### EXTRAIT DE PAGE

◆ ◆ ◆ ◆ ◆

Il se destinait à une carrière footballistique. Sportif de haut niveau au Stade Rennais, Arnaud Géraux décide pourtant de se lancer dans un CAP puis BP Coiffure à l’école Jacques Bedfert. Grand bien lui en a pris. A seulement 20 ans, il ouvre son premier salon. Puis un second, un troisième… Aujourd’hui, il est à la tête de 8 salons Nuance à Rennes, avec sa compagne Stéphanie qui gère la partie administrative.
« Je suis passionné. Boulimique de mon métier. Et fier d’avoir gravi les échelons en tant qu’indépendant. A force de travail et de persévérance. Je me suis formé sans cesse pour évoluer, en coiffure, bien sûr mais aussi au management, au marketing, à la gestion… » souligne l’entrepreneur. Nous avons voulu lui donner la parole concernant les problèmes de recrutement que connait la profession. Riche de son expérience et fort de sa réussite, il nous a semblé tout légitime pour apporter son regard d’expert.
Les solutions apportées par ses confrères comme la fermeture le week-end ou une hausse démesurée du salaire ?
Arnaud Géraux a un avis bien tranché sur la question ! « J’ai l’impression que la profession fait n’importe quoi ! Cela part dans tous les sens et on est train de tuer le métier. Les coiffeurs sont en train de se tirer une balle dans le pied en lâchant trop de leste. Et ils ne mesurent pas les conséquences de leurs décisions sur l’avenir. D’un côté, il y a ceux qui proposent des salaires élevés pour attirer les candidats. Je suis totalement en accord avec le fait qu’il faut revoir la grille de salaire. Mais cela ne doit pas mettre en péril un salon. Or, beaucoup de patrons ne connaissent pas leur marge. Il y a des charges fixes qui font qu’il faut générer un certain chiffre d’affaires. Récemment une de mes collaboratrices a été démarchée. Le concurrent lui propose 2200 euros. Mais un tel salaire inclut qu’elle doit rapporter au moins 9000 euros. » Augmenter le salaire, dans l’absolu, vous l’aurez compris, le Rennais est pour ! « Mais il faut alors augmenter les tarifs. Et donc augmenter les compétences. Cela passe par la formation. C’est le cœur de notre métier. »
Et que pense-t-il de l’aménagement des horaires avec, par exemple, la fermeture le samedi ?
« Je comprends que les mentalités évoluent. Mais on ne peut pas faire des plannings à la carte. Certains salons vendent du rêve en affirmant fermer les week-ends. Souvent ce sont des coups de communication. Les autres ne tiendront pas sur la durée. Ils mettent en péril leur affaire. On ne peut pas tout accepter ! Il faut garder un certain cadre » précise-t-il.

◆ ◆ ◆ ◆ ◆

### LISTE DES TÂCHES
1. Reformulez sous forme de liste le paragraphe de l'extrait commençant par « Il se destinait à une carrière footballistique », en conservant ses faits principaux.
2. Répondez aux questions suivantes à partir de l'extrait :
(a) À quel âge Arnaud Géraux ouvre-t-il son premier salon ?
(b) Quel salaire un concurrent a-t-il proposé à l'une de ses collaboratrices ?
(c) Selon lui, que sont souvent les annonces de salons affirmant fermer le week-end ?

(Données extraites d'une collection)
◆ ◆ ◆ ◆ ◆

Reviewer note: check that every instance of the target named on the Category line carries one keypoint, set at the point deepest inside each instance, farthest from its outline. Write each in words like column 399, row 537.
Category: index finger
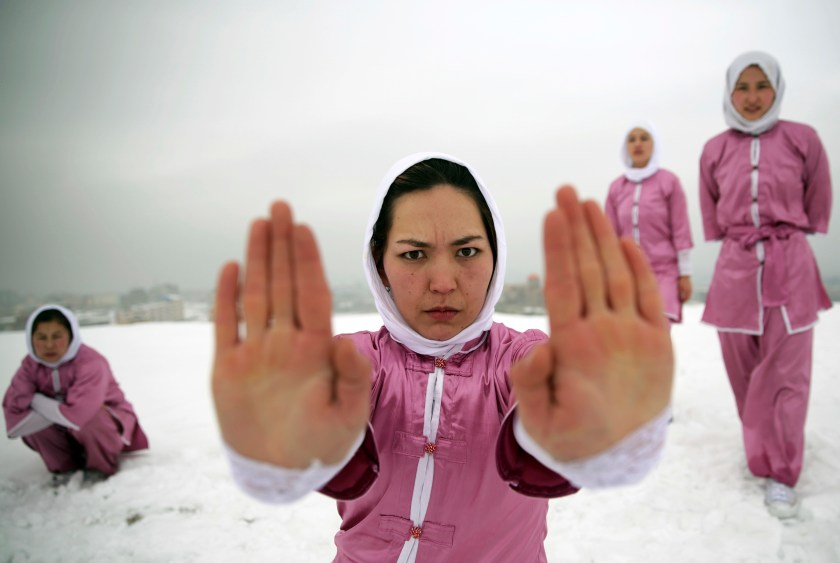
column 562, row 293
column 225, row 319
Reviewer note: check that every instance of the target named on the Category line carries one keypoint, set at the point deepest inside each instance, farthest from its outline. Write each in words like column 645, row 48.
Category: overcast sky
column 138, row 139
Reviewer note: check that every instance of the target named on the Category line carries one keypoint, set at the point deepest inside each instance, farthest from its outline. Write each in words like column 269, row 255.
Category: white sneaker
column 781, row 500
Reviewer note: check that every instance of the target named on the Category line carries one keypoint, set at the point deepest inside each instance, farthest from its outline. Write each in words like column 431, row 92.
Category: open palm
column 608, row 365
column 286, row 392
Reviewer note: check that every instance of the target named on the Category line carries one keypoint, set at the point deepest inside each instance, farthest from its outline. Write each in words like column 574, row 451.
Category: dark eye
column 413, row 255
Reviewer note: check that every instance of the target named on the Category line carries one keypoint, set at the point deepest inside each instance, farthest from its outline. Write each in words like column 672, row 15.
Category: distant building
column 160, row 311
column 523, row 299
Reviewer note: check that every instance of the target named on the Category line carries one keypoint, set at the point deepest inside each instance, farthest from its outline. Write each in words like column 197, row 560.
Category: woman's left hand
column 608, row 365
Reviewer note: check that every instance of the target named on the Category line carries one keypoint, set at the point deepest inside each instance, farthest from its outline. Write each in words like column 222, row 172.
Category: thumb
column 352, row 384
column 531, row 380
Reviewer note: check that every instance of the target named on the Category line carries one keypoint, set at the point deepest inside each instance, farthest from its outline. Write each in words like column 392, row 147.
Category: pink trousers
column 97, row 445
column 770, row 375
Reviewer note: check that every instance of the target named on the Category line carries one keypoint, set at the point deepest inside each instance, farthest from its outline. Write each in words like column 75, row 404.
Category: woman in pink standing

◆ ◆ ◆ ◆ ◆

### SOLUTIONS PAR TÂCHE
1.
- Arnaud Géraux se destinait au football et était sportif de haut niveau au Stade Rennais.
- Il s'est finalement orienté vers un CAP puis un BP Coiffure à l'école Jacques Bedfert.
- À 20 ans, il a ouvert son premier salon, puis un deuxième et un troisième.
- Il dirige aujourd'hui 8 salons Nuance à Rennes avec sa compagne Stéphanie, qui gère la partie administrative.

2.
(a) À 20 ans.
(b) 2200 euros.
(c) Des coups de communication.